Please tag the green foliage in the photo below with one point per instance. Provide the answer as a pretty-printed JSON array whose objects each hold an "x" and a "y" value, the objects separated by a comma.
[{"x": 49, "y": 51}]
* * *
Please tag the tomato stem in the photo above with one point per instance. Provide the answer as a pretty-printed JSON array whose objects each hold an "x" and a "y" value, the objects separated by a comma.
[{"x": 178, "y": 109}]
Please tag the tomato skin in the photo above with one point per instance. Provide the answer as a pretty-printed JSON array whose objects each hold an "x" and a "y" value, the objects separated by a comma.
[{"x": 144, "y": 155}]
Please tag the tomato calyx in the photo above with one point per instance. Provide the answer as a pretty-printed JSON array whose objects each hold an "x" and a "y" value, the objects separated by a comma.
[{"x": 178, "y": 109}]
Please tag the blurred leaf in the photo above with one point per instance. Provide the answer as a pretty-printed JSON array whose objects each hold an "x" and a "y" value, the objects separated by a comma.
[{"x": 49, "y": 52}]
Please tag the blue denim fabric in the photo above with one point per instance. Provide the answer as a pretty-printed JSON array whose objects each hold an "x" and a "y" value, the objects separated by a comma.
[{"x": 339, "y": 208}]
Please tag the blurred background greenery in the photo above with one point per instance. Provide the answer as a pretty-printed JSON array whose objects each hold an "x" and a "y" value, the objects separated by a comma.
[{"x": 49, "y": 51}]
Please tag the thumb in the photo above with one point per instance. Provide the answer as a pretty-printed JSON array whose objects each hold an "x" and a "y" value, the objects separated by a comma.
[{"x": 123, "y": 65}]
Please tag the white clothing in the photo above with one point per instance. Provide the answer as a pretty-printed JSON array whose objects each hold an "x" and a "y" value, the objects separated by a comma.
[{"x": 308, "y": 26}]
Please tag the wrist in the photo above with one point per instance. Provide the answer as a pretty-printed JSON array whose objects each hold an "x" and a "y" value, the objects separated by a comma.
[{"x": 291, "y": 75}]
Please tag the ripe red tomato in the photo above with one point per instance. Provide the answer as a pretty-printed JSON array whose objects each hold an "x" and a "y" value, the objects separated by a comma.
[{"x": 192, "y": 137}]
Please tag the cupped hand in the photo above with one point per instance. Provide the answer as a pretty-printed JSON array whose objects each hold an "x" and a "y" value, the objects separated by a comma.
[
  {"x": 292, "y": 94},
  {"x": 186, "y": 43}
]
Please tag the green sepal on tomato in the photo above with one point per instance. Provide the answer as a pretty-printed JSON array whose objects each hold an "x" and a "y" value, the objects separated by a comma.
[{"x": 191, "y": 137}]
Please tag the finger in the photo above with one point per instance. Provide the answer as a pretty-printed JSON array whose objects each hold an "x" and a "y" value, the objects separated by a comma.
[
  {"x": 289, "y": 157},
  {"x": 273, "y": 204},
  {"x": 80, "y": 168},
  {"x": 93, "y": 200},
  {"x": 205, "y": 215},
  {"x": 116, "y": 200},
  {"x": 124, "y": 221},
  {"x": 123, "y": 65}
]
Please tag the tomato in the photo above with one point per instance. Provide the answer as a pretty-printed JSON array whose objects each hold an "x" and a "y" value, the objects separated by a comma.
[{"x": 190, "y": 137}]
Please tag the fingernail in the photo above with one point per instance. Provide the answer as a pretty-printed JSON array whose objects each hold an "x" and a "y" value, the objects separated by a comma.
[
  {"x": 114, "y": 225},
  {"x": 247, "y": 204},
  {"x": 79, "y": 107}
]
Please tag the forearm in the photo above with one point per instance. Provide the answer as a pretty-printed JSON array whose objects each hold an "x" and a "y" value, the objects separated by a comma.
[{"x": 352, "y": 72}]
==
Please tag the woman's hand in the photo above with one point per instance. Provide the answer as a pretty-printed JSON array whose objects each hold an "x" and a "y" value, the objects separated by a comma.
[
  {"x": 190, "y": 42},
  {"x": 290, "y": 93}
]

Exercise task: Count the lines in the records above that contain the string "hand", treating uppercase and lowercase as different. Reply with the number alone.

Output: 2